▽

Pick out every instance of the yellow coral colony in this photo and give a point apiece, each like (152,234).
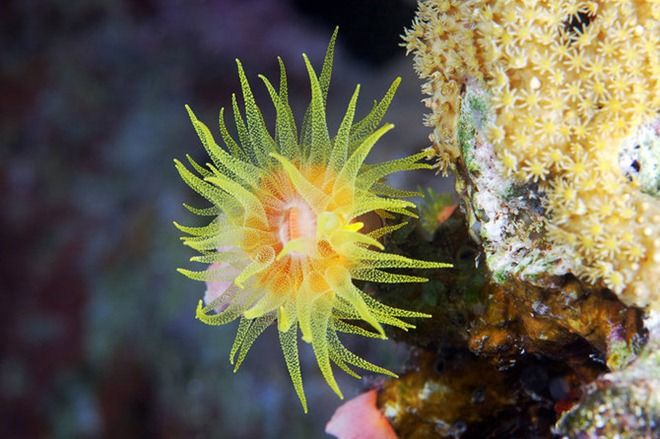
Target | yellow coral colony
(569,82)
(287,235)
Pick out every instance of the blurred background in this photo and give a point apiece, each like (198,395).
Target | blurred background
(98,336)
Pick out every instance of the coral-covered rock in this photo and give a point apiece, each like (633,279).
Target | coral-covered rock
(623,404)
(548,113)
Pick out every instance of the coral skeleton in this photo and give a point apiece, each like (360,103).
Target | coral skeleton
(572,110)
(289,231)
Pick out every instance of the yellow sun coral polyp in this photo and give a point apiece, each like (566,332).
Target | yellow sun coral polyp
(287,237)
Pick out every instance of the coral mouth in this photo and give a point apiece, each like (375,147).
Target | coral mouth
(297,221)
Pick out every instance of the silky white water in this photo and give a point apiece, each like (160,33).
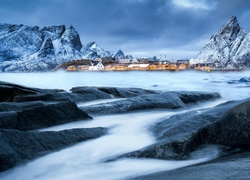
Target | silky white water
(127,132)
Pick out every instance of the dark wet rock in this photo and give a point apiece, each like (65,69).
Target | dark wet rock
(126,92)
(240,81)
(18,106)
(165,100)
(235,166)
(91,93)
(227,124)
(16,93)
(44,116)
(94,93)
(51,97)
(19,146)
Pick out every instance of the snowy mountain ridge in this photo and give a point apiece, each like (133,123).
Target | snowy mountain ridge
(34,49)
(229,48)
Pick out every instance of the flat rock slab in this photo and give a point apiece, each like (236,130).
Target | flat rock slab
(20,146)
(234,166)
(164,100)
(227,124)
(42,116)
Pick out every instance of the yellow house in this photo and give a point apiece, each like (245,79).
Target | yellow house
(186,62)
(182,66)
(109,68)
(83,67)
(133,67)
(152,67)
(144,67)
(120,68)
(173,67)
(163,67)
(71,68)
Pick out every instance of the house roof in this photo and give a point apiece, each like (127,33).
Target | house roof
(182,61)
(140,65)
(95,63)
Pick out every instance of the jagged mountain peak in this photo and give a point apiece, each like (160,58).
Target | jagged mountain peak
(92,51)
(228,48)
(231,28)
(119,54)
(34,48)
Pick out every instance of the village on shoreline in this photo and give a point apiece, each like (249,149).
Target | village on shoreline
(104,64)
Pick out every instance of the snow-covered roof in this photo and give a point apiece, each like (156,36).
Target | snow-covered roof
(140,65)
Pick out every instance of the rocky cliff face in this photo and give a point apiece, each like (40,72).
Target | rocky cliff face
(228,48)
(32,48)
(93,51)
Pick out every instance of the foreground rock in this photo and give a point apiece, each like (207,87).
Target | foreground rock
(164,100)
(227,124)
(19,146)
(240,81)
(109,92)
(235,166)
(42,116)
(16,93)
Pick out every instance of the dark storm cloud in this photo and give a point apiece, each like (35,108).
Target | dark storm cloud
(143,27)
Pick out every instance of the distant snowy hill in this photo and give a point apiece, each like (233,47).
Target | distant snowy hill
(228,48)
(34,49)
(119,55)
(93,51)
(31,48)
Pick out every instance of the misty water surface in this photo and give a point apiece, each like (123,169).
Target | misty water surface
(127,132)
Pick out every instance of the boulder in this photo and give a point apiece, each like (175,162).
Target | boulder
(240,81)
(18,106)
(20,146)
(227,124)
(43,116)
(95,93)
(234,166)
(164,100)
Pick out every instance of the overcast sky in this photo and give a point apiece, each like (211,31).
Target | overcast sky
(175,28)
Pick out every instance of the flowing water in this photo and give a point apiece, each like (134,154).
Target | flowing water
(127,132)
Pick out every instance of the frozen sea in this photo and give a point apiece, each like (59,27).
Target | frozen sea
(128,132)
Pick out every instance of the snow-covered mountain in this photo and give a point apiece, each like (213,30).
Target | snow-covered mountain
(32,48)
(93,51)
(119,55)
(228,48)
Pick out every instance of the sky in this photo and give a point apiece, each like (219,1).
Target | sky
(176,29)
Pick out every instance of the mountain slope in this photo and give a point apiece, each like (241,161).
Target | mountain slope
(93,51)
(228,48)
(31,48)
(119,55)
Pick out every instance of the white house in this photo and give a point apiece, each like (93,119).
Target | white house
(96,66)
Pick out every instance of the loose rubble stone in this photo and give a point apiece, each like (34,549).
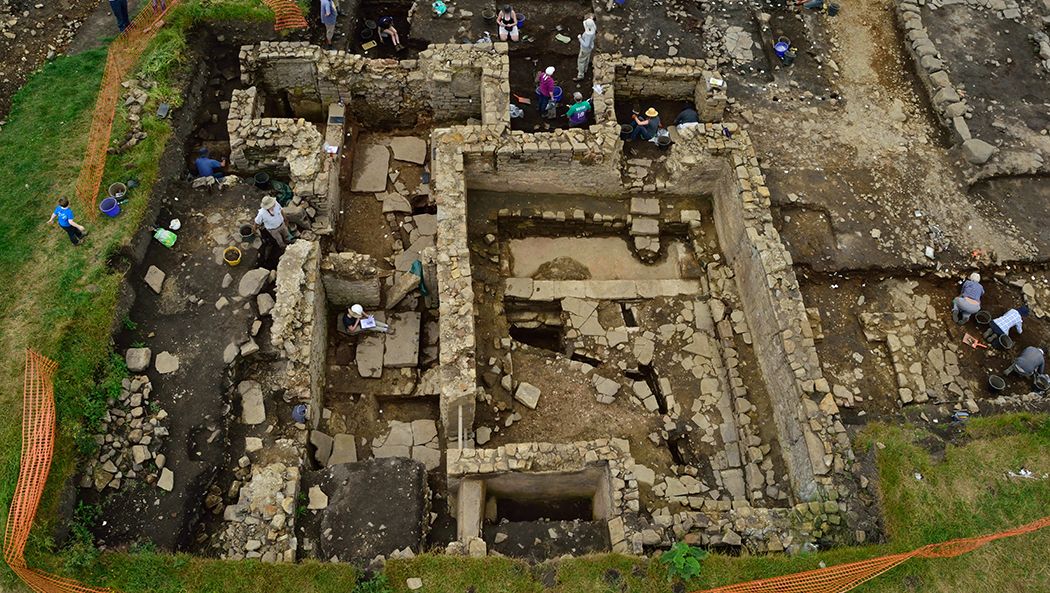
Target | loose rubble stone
(138,359)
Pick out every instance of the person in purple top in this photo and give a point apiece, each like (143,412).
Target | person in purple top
(63,214)
(545,88)
(968,300)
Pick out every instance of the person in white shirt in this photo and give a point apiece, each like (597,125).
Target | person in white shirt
(353,321)
(271,219)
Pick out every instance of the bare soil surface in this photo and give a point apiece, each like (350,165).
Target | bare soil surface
(868,156)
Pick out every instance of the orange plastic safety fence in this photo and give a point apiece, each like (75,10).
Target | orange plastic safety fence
(124,54)
(287,15)
(38,445)
(844,577)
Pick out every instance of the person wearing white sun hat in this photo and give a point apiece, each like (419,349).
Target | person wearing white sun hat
(355,320)
(271,219)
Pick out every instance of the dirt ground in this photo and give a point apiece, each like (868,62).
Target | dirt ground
(867,160)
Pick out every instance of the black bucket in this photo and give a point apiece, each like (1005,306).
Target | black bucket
(995,383)
(261,181)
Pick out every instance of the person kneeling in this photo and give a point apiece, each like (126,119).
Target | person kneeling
(355,321)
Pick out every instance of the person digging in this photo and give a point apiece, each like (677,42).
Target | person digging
(355,321)
(64,215)
(271,218)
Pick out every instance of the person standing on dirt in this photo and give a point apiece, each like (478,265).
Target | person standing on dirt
(354,320)
(328,19)
(271,219)
(968,300)
(545,89)
(506,19)
(579,109)
(1009,320)
(586,45)
(63,214)
(120,11)
(386,30)
(645,126)
(208,167)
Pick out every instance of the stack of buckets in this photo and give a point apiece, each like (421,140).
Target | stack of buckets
(111,206)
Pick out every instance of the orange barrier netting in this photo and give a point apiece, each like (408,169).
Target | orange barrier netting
(124,53)
(844,577)
(38,445)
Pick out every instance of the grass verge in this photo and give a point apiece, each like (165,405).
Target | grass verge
(60,299)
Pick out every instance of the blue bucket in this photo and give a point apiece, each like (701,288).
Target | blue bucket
(781,46)
(110,207)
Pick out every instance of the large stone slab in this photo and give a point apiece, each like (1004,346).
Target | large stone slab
(252,406)
(408,149)
(402,342)
(371,165)
(343,450)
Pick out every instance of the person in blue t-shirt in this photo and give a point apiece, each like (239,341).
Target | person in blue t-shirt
(63,214)
(208,167)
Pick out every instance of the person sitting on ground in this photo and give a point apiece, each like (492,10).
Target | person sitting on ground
(63,214)
(507,21)
(645,126)
(1030,363)
(545,89)
(386,30)
(329,14)
(579,109)
(1009,320)
(208,167)
(968,300)
(354,321)
(271,219)
(688,118)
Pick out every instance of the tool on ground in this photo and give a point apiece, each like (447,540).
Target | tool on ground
(973,342)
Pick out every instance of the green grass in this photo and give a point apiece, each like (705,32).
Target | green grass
(59,299)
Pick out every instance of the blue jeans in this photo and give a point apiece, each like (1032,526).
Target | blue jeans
(120,8)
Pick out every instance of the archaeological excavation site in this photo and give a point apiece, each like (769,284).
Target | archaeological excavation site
(480,331)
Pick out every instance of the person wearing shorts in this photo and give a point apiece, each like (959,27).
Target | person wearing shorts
(507,21)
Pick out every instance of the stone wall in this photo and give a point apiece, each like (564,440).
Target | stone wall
(618,506)
(452,82)
(288,148)
(813,440)
(681,79)
(299,330)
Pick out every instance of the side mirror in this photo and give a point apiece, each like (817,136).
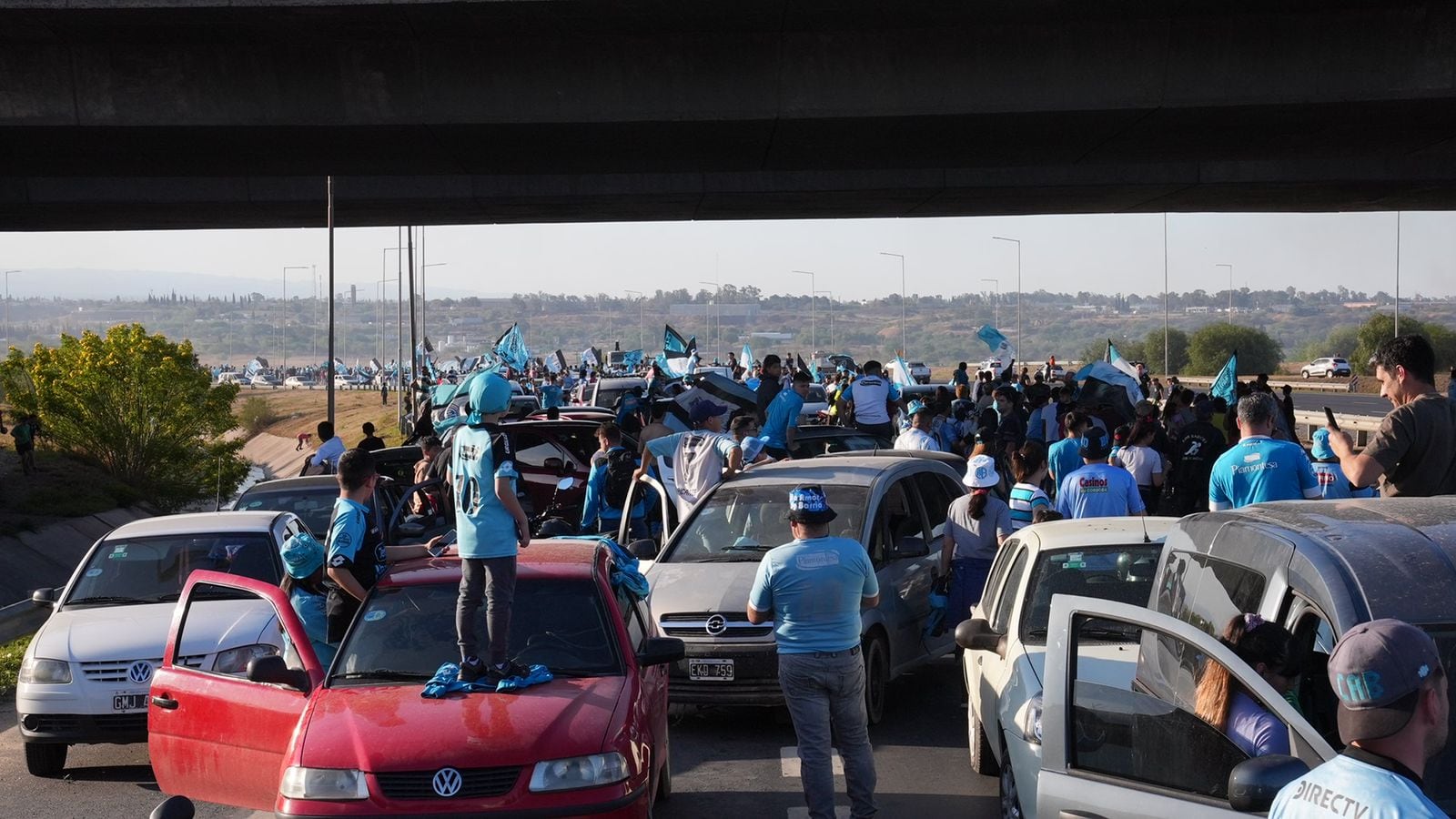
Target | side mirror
(977,636)
(660,651)
(642,548)
(1254,782)
(276,671)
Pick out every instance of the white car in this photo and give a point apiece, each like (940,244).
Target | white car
(85,676)
(1005,640)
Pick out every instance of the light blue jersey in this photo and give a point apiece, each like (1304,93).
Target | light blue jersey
(783,411)
(1351,787)
(1099,490)
(814,588)
(1259,470)
(478,458)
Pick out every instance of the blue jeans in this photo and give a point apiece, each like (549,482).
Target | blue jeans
(826,698)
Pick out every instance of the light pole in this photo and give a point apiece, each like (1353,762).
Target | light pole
(286,310)
(7,303)
(641,299)
(830,293)
(902,298)
(813,329)
(1230,288)
(996,303)
(1019,351)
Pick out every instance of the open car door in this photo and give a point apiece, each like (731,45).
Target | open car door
(1138,749)
(223,736)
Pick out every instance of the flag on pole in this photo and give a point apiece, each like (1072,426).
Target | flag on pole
(1225,387)
(996,341)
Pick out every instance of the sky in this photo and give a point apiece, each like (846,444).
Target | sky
(1098,254)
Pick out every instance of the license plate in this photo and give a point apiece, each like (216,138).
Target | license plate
(128,702)
(710,669)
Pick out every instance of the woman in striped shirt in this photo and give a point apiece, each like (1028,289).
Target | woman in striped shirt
(1028,465)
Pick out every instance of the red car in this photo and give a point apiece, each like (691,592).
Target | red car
(359,739)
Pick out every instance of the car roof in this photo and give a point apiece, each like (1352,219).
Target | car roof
(1376,548)
(198,523)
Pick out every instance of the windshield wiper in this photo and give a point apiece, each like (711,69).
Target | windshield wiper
(386,675)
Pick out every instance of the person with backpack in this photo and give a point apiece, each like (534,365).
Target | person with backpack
(608,484)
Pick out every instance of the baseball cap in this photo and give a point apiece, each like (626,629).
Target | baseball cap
(302,555)
(808,504)
(1376,671)
(703,409)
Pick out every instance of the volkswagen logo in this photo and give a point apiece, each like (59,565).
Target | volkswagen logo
(448,782)
(717,625)
(138,672)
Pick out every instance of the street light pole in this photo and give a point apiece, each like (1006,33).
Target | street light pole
(1019,350)
(286,310)
(813,329)
(902,298)
(1230,288)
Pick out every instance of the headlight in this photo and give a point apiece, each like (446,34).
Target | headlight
(324,783)
(235,661)
(1028,720)
(46,672)
(580,773)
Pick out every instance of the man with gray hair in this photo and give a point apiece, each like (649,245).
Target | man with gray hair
(1259,468)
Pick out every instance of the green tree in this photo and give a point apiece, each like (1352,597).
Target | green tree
(136,404)
(1212,344)
(1177,350)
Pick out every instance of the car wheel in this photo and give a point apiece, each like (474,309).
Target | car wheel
(44,760)
(982,760)
(1009,799)
(877,678)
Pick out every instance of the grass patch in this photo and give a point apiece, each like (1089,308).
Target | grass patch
(11,654)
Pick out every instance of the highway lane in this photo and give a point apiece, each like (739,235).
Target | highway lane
(727,763)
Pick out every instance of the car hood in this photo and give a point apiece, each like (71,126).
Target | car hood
(682,588)
(392,727)
(140,632)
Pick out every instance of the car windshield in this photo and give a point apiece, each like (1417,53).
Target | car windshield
(153,570)
(742,522)
(1110,573)
(410,632)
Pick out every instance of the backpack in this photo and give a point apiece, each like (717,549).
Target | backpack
(621,467)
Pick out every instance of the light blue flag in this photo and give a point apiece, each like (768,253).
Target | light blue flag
(1225,387)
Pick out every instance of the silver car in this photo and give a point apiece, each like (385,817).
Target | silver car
(895,503)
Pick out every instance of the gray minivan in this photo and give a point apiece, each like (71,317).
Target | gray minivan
(895,503)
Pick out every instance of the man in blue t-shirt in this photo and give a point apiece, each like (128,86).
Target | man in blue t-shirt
(491,528)
(1259,468)
(813,589)
(783,417)
(1098,489)
(1392,717)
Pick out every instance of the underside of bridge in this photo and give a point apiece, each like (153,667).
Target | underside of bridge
(127,114)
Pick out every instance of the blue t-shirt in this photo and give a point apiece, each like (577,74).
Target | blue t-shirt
(1259,470)
(1099,490)
(1350,787)
(783,411)
(478,458)
(814,588)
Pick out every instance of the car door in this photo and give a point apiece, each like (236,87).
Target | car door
(1138,749)
(222,738)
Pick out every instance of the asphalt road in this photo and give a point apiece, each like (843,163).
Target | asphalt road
(727,763)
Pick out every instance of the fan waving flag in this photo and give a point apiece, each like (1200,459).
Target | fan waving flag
(1227,385)
(996,341)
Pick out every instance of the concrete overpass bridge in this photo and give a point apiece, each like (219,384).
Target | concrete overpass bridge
(124,114)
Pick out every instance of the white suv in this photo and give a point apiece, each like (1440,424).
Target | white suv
(86,673)
(1005,640)
(1327,368)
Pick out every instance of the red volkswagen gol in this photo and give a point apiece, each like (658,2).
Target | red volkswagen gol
(359,739)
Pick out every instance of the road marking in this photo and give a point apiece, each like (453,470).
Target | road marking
(790,761)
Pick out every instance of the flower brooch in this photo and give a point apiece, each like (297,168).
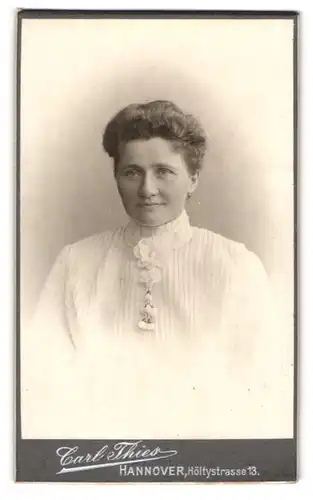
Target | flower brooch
(149,275)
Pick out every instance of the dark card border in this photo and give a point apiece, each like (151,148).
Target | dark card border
(275,459)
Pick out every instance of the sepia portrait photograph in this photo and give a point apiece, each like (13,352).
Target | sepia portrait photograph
(157,255)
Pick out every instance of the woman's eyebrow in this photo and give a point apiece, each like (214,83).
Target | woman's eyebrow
(132,165)
(163,165)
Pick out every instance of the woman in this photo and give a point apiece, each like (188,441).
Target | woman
(156,329)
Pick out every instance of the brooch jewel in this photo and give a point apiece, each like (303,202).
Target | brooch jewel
(149,275)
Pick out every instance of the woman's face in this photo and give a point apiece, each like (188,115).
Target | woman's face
(153,181)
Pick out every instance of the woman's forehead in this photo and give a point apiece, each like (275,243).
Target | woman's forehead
(149,151)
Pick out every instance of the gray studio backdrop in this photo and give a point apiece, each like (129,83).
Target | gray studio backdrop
(236,76)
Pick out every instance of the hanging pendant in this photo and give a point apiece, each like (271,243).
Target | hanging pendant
(149,275)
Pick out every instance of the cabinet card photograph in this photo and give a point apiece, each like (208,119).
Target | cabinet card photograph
(156,335)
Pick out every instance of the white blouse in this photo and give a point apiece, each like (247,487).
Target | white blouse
(210,367)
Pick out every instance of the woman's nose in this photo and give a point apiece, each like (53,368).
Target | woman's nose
(148,186)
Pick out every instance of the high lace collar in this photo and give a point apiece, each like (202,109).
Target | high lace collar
(171,235)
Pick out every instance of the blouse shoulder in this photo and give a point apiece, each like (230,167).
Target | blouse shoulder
(93,246)
(221,249)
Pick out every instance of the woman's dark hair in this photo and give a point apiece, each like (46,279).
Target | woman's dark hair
(157,119)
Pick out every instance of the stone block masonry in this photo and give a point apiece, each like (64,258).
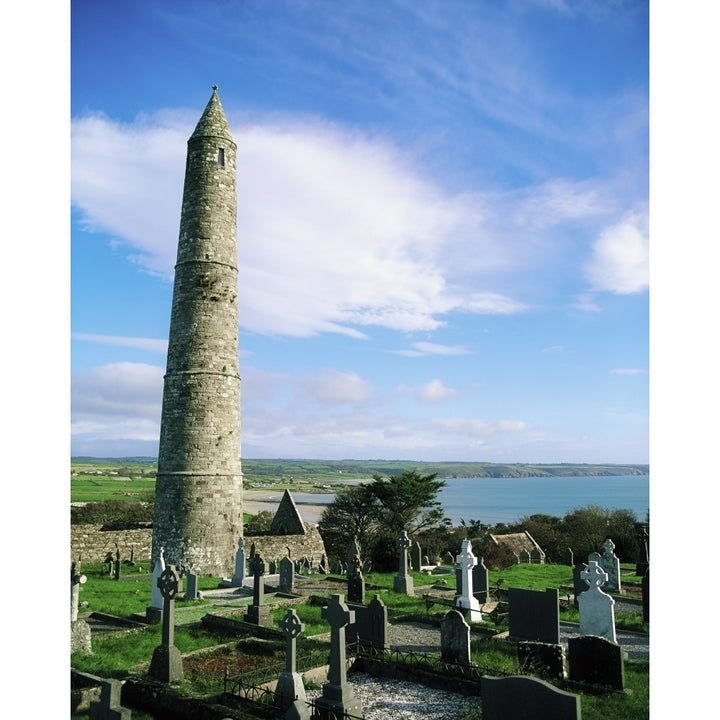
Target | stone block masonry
(198,494)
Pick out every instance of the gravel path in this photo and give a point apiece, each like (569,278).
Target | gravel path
(405,700)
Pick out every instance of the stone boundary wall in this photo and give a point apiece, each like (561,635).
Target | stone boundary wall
(94,542)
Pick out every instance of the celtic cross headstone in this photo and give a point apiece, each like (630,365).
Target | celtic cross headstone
(466,602)
(597,609)
(337,697)
(290,685)
(166,665)
(403,582)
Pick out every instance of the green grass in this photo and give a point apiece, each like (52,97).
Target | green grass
(114,656)
(95,488)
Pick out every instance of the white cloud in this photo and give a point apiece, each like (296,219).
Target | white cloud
(620,257)
(337,230)
(335,387)
(426,348)
(434,391)
(150,344)
(117,391)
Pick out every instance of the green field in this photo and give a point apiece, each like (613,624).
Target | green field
(95,479)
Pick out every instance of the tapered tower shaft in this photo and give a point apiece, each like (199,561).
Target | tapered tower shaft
(198,500)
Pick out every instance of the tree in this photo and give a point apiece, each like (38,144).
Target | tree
(378,512)
(408,501)
(353,514)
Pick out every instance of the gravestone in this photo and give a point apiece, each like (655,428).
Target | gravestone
(290,685)
(353,552)
(534,615)
(610,563)
(337,696)
(466,602)
(596,661)
(153,613)
(579,585)
(370,628)
(544,660)
(166,664)
(528,698)
(108,707)
(643,560)
(403,582)
(481,582)
(258,613)
(416,556)
(356,582)
(239,574)
(80,634)
(455,639)
(117,565)
(191,591)
(597,609)
(287,575)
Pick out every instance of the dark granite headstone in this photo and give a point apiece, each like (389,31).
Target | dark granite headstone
(258,613)
(534,615)
(191,592)
(287,575)
(370,626)
(543,660)
(108,707)
(596,661)
(356,582)
(455,638)
(579,585)
(403,582)
(416,556)
(517,697)
(481,582)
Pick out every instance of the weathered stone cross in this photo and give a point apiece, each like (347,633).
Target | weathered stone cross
(403,543)
(169,584)
(292,627)
(594,575)
(337,614)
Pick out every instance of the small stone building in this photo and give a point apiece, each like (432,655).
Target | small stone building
(522,545)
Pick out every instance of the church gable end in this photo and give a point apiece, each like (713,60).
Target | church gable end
(287,520)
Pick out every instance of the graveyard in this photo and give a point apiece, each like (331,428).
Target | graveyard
(249,652)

△

- _WHAT YOU SHOULD DO_
Copy exactly, and only, the lines from the one containing "each like (52,97)." through the last line of the listing.

- _SOLUTION FOR THIS TASK_
Pick out every instance of the green grass in this photo and give a point apiece, each like (52,97).
Target | green grass
(114,656)
(95,488)
Pick out every instance of the white cloud in this photo and give a point apiece, each like (296,219).
Target | white cloud
(620,257)
(337,230)
(335,387)
(426,348)
(434,391)
(150,344)
(117,391)
Pick out every instance of the green field in this photo and give a point apiece, each like (613,624).
Target | green field
(95,479)
Pick out every instance of the tapered tower shaft in this photo and give a point apiece, each like (199,561).
Target | tapered tower shaft
(198,500)
Pick out every instance of the tree in this photo and give a point apiece, each like (38,144).
Target | tree
(378,512)
(408,501)
(353,514)
Pick out every instance of the gravestone in this photo and give a point apiece, each like (655,428).
Target | gravestone
(290,685)
(353,552)
(534,615)
(610,563)
(337,696)
(466,602)
(596,661)
(153,613)
(579,585)
(370,628)
(544,660)
(166,664)
(528,698)
(108,707)
(643,560)
(403,582)
(481,582)
(258,613)
(416,556)
(356,582)
(239,574)
(80,634)
(455,639)
(117,565)
(191,591)
(597,609)
(287,575)
Pick out every instance of the dark granite headstone in this photo and give a point apiece, each like (389,31).
Target | dark granite headstone
(258,613)
(534,615)
(191,592)
(287,575)
(370,626)
(543,660)
(108,707)
(596,661)
(356,582)
(455,638)
(579,585)
(403,582)
(416,556)
(517,697)
(481,582)
Pick out every instance of the weathered stone cross in this photo and give a point apiece, each like (347,633).
Target | weathered stone cross
(403,543)
(169,584)
(292,627)
(594,575)
(337,614)
Pick out every instance of the small stone building in this photo and give a point apiece, each like (432,655).
Target | small stone building
(522,545)
Pick out every instance of the church gable end in this photo and give a point apiece, each like (713,60).
Target | church gable end
(287,520)
Pick out every instance of the graveyard in this photo and give a point apiece, each like (331,428).
Target | graveyard
(249,652)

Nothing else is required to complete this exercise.